## Description of the task
Copy the lines from the one containing "For the benchmark, point out every instance of the dry" through the one containing "point(555, 383)", with both of those lines included and nothing changed.
-- start of Input rows --
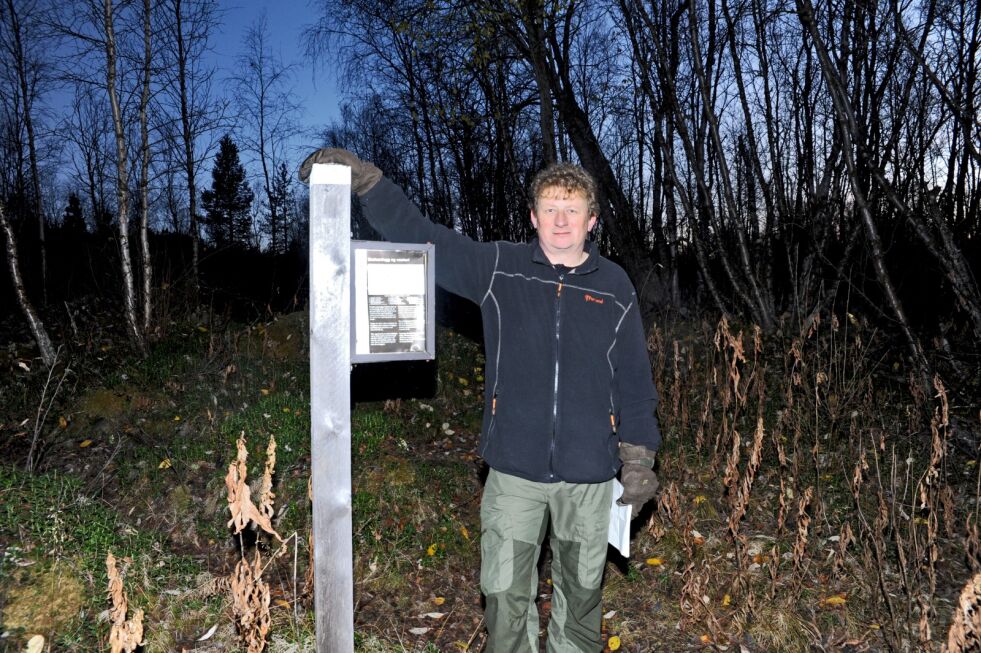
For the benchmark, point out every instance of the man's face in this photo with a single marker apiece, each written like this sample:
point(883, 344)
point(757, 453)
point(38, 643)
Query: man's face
point(562, 220)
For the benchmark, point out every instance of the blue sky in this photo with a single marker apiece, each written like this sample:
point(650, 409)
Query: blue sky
point(316, 92)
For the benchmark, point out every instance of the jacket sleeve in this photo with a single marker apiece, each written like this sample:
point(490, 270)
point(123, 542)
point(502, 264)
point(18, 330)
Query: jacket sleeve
point(634, 383)
point(463, 266)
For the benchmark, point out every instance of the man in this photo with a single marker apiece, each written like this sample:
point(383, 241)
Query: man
point(568, 396)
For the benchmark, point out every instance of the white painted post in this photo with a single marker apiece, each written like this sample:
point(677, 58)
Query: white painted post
point(330, 406)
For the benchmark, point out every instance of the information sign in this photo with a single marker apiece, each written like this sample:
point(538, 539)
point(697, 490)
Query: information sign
point(393, 308)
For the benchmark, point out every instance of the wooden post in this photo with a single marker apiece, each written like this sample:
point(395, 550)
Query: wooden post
point(330, 406)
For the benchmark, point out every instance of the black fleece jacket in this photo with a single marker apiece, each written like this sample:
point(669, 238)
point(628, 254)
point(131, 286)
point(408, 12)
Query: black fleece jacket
point(568, 376)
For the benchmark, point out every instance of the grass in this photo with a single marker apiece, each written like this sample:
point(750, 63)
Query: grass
point(416, 491)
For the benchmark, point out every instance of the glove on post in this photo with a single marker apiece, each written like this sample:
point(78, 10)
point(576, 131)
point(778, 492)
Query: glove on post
point(637, 476)
point(364, 174)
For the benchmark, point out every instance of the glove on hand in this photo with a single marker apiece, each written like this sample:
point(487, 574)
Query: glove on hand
point(637, 476)
point(364, 174)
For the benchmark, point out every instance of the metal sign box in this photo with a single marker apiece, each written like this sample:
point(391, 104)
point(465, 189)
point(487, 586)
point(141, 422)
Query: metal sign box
point(393, 299)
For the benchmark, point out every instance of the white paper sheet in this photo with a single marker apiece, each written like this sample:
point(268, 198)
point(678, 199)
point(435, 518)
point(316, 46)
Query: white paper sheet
point(619, 535)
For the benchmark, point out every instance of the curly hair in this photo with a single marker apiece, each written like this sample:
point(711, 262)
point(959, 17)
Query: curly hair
point(569, 177)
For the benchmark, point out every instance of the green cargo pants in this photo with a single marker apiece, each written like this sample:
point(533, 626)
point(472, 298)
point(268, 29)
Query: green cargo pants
point(514, 516)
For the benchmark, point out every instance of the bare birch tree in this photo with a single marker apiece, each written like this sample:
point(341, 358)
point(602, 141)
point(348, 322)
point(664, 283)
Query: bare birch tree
point(33, 320)
point(26, 67)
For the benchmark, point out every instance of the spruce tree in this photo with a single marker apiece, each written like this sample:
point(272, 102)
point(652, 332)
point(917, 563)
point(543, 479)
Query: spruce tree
point(282, 210)
point(228, 202)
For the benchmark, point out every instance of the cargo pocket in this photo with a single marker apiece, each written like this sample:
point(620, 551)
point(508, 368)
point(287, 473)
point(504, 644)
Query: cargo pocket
point(496, 549)
point(592, 532)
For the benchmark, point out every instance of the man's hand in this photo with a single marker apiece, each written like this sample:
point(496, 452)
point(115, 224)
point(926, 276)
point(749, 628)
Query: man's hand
point(364, 174)
point(637, 476)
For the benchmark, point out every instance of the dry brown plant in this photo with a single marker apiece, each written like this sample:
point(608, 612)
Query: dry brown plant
point(125, 634)
point(800, 542)
point(740, 502)
point(965, 629)
point(266, 495)
point(250, 604)
point(240, 495)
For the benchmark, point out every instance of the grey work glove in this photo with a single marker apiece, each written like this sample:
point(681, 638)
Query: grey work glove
point(637, 476)
point(364, 174)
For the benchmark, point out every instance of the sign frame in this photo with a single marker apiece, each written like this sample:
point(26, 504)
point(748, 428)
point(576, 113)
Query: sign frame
point(428, 251)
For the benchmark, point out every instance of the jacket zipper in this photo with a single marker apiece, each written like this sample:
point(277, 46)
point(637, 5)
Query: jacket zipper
point(555, 383)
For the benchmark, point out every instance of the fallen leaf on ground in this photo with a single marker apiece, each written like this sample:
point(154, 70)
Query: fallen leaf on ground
point(208, 635)
point(836, 600)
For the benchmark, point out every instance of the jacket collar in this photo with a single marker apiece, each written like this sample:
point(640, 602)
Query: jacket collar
point(589, 265)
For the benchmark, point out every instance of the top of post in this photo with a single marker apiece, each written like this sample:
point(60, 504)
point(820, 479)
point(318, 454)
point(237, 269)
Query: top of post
point(331, 174)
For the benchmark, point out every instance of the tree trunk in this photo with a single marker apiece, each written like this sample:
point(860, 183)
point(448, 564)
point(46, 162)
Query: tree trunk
point(37, 327)
point(187, 136)
point(145, 174)
point(122, 193)
point(20, 63)
point(846, 124)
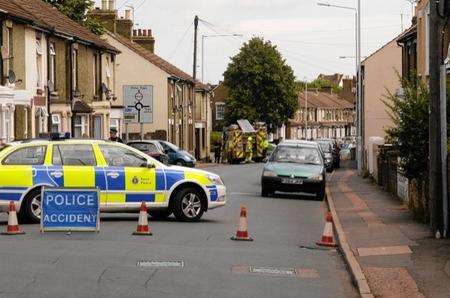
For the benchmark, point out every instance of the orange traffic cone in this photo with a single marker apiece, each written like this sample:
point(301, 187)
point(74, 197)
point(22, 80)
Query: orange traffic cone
point(143, 229)
point(13, 225)
point(242, 233)
point(327, 237)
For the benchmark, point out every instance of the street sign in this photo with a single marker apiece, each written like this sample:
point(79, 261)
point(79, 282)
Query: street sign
point(138, 103)
point(69, 209)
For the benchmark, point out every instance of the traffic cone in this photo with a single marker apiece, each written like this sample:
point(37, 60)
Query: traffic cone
point(242, 233)
point(13, 225)
point(143, 229)
point(327, 237)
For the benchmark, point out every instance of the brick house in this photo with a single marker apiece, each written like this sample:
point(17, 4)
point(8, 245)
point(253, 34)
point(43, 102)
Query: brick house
point(322, 114)
point(180, 105)
point(60, 70)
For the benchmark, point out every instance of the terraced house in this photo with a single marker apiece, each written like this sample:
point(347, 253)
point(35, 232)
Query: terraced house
point(177, 106)
point(322, 114)
point(56, 75)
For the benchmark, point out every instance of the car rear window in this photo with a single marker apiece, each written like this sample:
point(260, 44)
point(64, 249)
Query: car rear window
point(145, 147)
point(73, 155)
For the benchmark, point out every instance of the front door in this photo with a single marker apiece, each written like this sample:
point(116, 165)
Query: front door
point(128, 179)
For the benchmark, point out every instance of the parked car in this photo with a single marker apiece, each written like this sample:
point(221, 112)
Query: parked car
point(124, 176)
point(294, 167)
point(178, 156)
point(151, 148)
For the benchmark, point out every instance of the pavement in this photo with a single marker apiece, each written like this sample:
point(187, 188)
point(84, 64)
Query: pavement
point(399, 257)
point(184, 259)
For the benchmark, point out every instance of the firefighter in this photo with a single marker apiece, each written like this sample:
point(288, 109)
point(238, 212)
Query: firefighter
point(249, 150)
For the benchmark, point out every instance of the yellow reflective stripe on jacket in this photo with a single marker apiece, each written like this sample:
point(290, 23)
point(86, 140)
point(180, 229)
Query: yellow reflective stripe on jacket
point(141, 179)
point(17, 176)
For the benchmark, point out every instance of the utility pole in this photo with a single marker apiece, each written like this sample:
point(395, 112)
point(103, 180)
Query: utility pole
point(194, 71)
point(435, 123)
point(360, 120)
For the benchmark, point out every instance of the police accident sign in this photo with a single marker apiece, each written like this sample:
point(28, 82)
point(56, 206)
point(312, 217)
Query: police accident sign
point(70, 209)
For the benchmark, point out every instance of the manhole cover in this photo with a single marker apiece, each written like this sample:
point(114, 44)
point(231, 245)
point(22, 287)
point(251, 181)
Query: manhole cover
point(272, 271)
point(160, 264)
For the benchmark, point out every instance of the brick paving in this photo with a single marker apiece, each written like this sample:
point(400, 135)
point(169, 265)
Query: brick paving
point(398, 255)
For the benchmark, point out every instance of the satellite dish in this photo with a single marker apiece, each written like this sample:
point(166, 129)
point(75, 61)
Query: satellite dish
point(11, 77)
point(51, 86)
point(104, 88)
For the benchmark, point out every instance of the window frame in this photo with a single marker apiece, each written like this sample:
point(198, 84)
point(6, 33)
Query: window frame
point(15, 150)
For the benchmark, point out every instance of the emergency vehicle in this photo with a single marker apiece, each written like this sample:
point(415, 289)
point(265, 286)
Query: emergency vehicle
point(124, 176)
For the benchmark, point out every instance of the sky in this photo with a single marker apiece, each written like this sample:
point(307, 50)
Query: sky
point(311, 38)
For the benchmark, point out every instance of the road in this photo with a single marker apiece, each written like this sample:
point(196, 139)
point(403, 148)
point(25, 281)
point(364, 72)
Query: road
point(105, 264)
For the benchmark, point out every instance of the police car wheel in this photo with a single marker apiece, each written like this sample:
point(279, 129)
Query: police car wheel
point(188, 205)
point(30, 209)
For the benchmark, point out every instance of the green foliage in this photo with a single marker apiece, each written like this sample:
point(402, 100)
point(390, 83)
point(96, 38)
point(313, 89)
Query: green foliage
-- end of Input rows --
## Reply to the task
For the benchmark, point out every instance of the dry brown plant in this photo with a single marker apiece, each written like this sample:
point(608, 612)
Query: dry brown plant
point(125, 634)
point(800, 542)
point(740, 502)
point(965, 629)
point(266, 495)
point(250, 604)
point(240, 495)
For the benchmark, point out every instance of the grey work glove in this photo with a single marker apiece, each written like this sample:
point(681, 638)
Query: grey work glove
point(637, 476)
point(364, 174)
For the benchmark, point out every instance of the sign frame in this photo with a single marker apiece, each written like this sample:
point(26, 504)
point(748, 428)
point(576, 113)
Query: sign frame
point(428, 251)
For the benchmark, point out every instance of the jacket zipper in this photo with a single marker apiece, each written like this sample:
point(277, 46)
point(637, 5)
Query: jacket zipper
point(555, 383)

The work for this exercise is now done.